Tasks to perform:
[1] In the ODI passage, return the text from "In a new white" to "services’, they added.", copied word for word.
[2] According to the ODI passage, who co-founded the Open Data Institute?

Given passage:
○ ○ ○ ○ ○
The Open Data Institute (ODI), a non-profit think tank co-founded by Sir Tim Berners-Lee, has launched an ‘AI Transparency Index’ and made five key recommendations to ensure generative AI’s weaknesses and legal risks are addressed.
In a new white paper, ‘Building a better future with data and AI’, they state that the potential for emerging AI technologies to transform industries such as diagnostics and personalised education ‘shows great promise’. Yet significant challenges remain.
Inadequate data governance can lead to ‘biases and unethical practices, undermining the trust and reliability of AI applications in critical areas such as healthcare, finance, and public services’, they added.
These risks are exacerbated by a lack of transparency that is ‘hampering efforts….to ensure compliance with legal standards’. Hence the launch of the AI Transparency Index to track the sector.
They added that ‘data [which is used for AI training] must meet agreed standards, which require a data assurance and quality assessment infrastructure. AI training datasets typically lack robust governance measures throughout the AI life cycle, posing safety, security, trust, and ethical challenges related to data protection and fair labour practices’.
(And in this case, when they say ‘fair labour practices’, they perhaps mean approaches by AI companies that don’t in effect steal the articles, books, scientific papers, music and other ‘content’ from authors and creators, then use that data to train their models, then sell what they’ve stolen back to the market via prompt-based regurgitation. Which of course, then leads to job losses where we should really not be trying to take the human out of the equation and leads to the poisoning of one’s own cultural landscape….so, there’s that.)
○ ○ ○ ○ ○
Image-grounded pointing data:
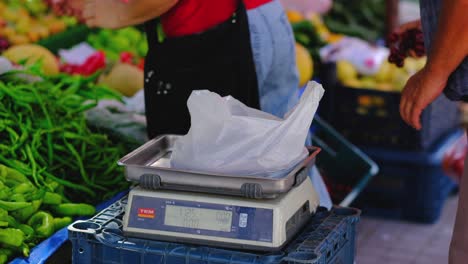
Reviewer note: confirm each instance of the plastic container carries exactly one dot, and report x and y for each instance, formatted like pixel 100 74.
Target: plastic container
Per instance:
pixel 66 39
pixel 40 253
pixel 328 238
pixel 371 118
pixel 345 169
pixel 411 185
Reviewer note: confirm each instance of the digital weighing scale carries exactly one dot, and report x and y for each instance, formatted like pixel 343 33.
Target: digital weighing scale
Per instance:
pixel 250 213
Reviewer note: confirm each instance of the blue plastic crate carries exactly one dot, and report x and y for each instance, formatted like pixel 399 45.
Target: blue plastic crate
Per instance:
pixel 328 239
pixel 411 185
pixel 40 253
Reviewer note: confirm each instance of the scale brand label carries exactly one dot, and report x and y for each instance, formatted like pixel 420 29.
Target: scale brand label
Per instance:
pixel 146 213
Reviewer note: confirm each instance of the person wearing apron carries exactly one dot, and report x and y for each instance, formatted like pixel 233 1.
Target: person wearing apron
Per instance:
pixel 243 48
pixel 444 25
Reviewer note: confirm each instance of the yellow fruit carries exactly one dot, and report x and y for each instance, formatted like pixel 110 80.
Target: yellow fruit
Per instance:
pixel 316 19
pixel 368 83
pixel 18 39
pixel 421 62
pixel 124 78
pixel 400 78
pixel 345 71
pixel 353 83
pixel 294 16
pixel 304 63
pixel 410 65
pixel 385 72
pixel 387 87
pixel 32 53
pixel 333 38
pixel 57 27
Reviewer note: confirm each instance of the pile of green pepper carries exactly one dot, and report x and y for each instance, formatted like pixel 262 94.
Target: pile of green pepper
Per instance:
○ ○ ○ ○ ○
Numbered responses:
[1]
In a new white paper, ‘Building a better future with data and AI’, they state that the potential for emerging AI technologies to transform industries such as diagnostics and personalised education ‘shows great promise’. Yet significant challenges remain.
Inadequate data governance can lead to ‘biases and unethical practices, undermining the trust and reliability of AI applications in critical areas such as healthcare, finance, and public services’, they added.

[2] Sir Tim Berners-Lee